> What you are asked to do: Would you give the entries below again, precisely as they are written?
......
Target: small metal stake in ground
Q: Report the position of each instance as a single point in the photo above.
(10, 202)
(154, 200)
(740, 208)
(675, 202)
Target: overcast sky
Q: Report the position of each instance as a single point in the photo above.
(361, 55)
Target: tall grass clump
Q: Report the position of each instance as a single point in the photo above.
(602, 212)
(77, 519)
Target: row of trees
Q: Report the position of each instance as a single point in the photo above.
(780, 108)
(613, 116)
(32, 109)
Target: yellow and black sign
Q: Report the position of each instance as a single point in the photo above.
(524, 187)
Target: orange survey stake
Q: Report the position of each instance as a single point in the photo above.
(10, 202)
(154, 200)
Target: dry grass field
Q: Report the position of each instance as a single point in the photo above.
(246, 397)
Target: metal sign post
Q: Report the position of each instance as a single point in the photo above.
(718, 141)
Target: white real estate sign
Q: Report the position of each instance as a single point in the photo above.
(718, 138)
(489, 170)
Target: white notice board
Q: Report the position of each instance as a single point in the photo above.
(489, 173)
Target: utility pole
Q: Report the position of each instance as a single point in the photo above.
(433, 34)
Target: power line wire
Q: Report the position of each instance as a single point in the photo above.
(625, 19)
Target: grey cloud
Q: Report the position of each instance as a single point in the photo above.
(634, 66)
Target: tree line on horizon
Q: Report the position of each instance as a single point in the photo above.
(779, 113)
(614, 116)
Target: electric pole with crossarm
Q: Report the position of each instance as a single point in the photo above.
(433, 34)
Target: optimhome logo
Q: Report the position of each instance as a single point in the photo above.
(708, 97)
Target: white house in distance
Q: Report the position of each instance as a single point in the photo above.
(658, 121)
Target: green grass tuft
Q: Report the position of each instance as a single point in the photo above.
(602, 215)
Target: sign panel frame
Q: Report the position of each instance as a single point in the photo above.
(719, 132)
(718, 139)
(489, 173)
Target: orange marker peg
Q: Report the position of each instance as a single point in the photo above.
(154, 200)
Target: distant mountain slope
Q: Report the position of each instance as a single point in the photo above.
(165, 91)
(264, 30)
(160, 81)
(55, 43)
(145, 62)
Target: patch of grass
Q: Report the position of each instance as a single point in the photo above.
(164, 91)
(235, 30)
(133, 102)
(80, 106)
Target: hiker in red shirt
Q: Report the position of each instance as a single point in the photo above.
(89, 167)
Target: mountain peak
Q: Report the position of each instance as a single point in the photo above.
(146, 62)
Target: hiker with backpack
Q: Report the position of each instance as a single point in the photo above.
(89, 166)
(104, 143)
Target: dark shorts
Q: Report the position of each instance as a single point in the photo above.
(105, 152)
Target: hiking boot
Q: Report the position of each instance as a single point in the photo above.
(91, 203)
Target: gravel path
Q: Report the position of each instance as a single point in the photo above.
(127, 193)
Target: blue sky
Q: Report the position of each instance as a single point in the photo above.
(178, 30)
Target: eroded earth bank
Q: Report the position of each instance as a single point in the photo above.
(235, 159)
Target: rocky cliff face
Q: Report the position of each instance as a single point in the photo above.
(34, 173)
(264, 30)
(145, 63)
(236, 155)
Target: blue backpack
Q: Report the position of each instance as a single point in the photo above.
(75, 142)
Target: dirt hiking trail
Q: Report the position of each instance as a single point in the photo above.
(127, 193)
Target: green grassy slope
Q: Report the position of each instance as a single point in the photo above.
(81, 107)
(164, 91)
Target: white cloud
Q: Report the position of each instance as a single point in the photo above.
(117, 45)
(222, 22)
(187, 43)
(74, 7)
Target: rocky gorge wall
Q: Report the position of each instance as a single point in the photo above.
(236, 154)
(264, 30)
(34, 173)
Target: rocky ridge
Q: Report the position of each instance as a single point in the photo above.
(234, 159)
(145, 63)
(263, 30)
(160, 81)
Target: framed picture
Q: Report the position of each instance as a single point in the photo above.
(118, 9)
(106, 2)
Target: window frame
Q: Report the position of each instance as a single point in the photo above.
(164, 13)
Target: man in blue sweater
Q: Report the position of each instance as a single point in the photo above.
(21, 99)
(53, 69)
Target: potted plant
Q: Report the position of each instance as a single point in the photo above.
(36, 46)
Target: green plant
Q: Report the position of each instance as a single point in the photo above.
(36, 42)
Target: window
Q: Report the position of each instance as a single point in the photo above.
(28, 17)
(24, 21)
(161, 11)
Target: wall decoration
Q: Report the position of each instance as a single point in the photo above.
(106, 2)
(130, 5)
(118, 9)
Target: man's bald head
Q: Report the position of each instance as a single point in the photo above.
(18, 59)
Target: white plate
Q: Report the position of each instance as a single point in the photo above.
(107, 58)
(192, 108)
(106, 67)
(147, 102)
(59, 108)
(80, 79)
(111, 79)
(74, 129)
......
> Written solution:
Target: small metal stake in ground
Q: Report the position of each instance as a single point in the photo above.
(10, 202)
(154, 200)
(740, 208)
(675, 202)
Target: overcast sky
Q: Report the position of each instance as a single point in the photo above.
(361, 55)
Target: tall grass clump
Q: Report the position of each instance as a single point in the photo above.
(602, 212)
(77, 519)
Target: row of trees
Q: Report the position of each instance as a single point in the photo above.
(780, 108)
(613, 116)
(32, 109)
Target: yellow and black sign
Q: Report the position of each instance as a single point in the photo above.
(524, 187)
Target: orange survey stake
Q: Report the position of each instance as a single point in the photo above.
(10, 202)
(154, 200)
Target: dry grass field
Q: Report the position of each instance as a single point in the photo above.
(246, 397)
Target: metal sign post
Q: Report the position of each instance as a single point in the photo above.
(718, 141)
Target: white real estate sign
Q: Report the position of each instance as a single point in the photo above.
(718, 138)
(489, 170)
Target: white notice board
Q: Report the position of each instance as a single point in the photo above.
(489, 173)
Target: utility pole
Q: Report the position of each instance as a single point in the photo above.
(433, 34)
Target: power line wire
Q: Report the position of each instance as a single point in the photo above.
(625, 19)
Target: grey cloud
Q: Report the position of each instance as a single point in the photo above.
(634, 66)
Target: tree line on horizon
Q: Report the position of each instance as a single point in the photo above.
(779, 113)
(614, 116)
Target: electric pole with crossarm
Q: Report the position of each instance as a single point in the photo above.
(433, 34)
Target: optimhome logo
Q: Report the position of each instance as a single point in the photo above.
(708, 97)
Target: white house in distance
Q: Report the position of each instance as a single point in the photo above.
(658, 121)
Target: green grass tuft
Q: Report the position of each instance as a single point in the photo above.
(602, 215)
Target: sign panel frame
Q: Report the position of each instance as a single point in the photo above.
(719, 132)
(718, 139)
(489, 173)
Target: orange marker peg
Q: Report the position of each instance as a single point in the photo above.
(154, 200)
Target: distant mountain slope
Q: Report the position of each instance as a single point in the photo above.
(165, 91)
(264, 30)
(160, 81)
(55, 43)
(145, 62)
Target: patch of grass
Q: Report the position of each instance as a single point in the photo above.
(164, 91)
(235, 30)
(133, 102)
(80, 106)
Target: hiker in red shirt
Q: Report the position of each instance as a single point in the photo above.
(89, 167)
Target: mountain peak
Q: Report the position of each instance as a single point in the photo above.
(146, 62)
Target: hiker with backpack
Q: Report the position of each instance as a single point in the photo above.
(89, 166)
(104, 143)
Target: dark shorts
Q: Report the position of each instance as a single point in the photo above.
(105, 152)
Target: hiking boot
Q: Report the position of each instance as a single point in the photo above.
(91, 203)
Target: gravel path
Q: Report the position of each instance as a single point in the photo above.
(127, 193)
Target: blue sky
Q: Report the position of each instance as a single point in the photo above.
(178, 30)
Target: eroded earth bank
Q: Report the position of each instance as a single point in the photo above.
(235, 159)
Target: rocky cliff face
Q: Report the position of each instance as a single point in the photo above.
(34, 173)
(264, 30)
(145, 63)
(236, 155)
Target: blue backpack
Q: Report the position of each instance as a single point in the photo above.
(75, 142)
Target: dirt hiking trail
Q: Report the position of each instance as a single point in the photo above.
(127, 193)
Target: green grassy slope
Q: Report the position of each instance as a single point in the photo above.
(81, 107)
(164, 91)
Target: white cloud
Q: Report the position of each instance as a single point in the photo above.
(117, 45)
(222, 22)
(187, 43)
(74, 7)
Target: rocky gorge wall
Q: Report the position of each instance as a single point in the photo above.
(236, 154)
(264, 30)
(34, 173)
Target: rocky ridge
Q: Report the position of each instance as a single point in the photo above.
(234, 159)
(145, 63)
(263, 30)
(160, 81)
Target: framed picture
Q: Report the position of each instance as a single point in the photo above.
(118, 9)
(106, 2)
Target: window frame
Q: Report the position of each instance as a single point in the photo above.
(164, 13)
Target: man in blue sweater
Q: Report the position of each instance as a single point in the photo above.
(21, 99)
(53, 69)
Target: potted plant
Q: Report the position of each instance as a single point in the photo above.
(36, 46)
Target: green plant
Q: Report the position of each instance as a single point in the photo above.
(36, 42)
Target: window
Q: Report the position of each instance as a single point in the photo above.
(28, 17)
(24, 21)
(161, 11)
Target: wall decoration
Q: Report the position of each instance as a single point in the photo above.
(106, 2)
(130, 5)
(118, 9)
Target: man's bald head
Q: Report the position of each instance as a single point in the photo above.
(18, 59)
Target: white plate
Q: Report the position of each instance as a single point in the photo above.
(107, 58)
(192, 108)
(106, 67)
(147, 102)
(59, 108)
(80, 79)
(111, 79)
(74, 129)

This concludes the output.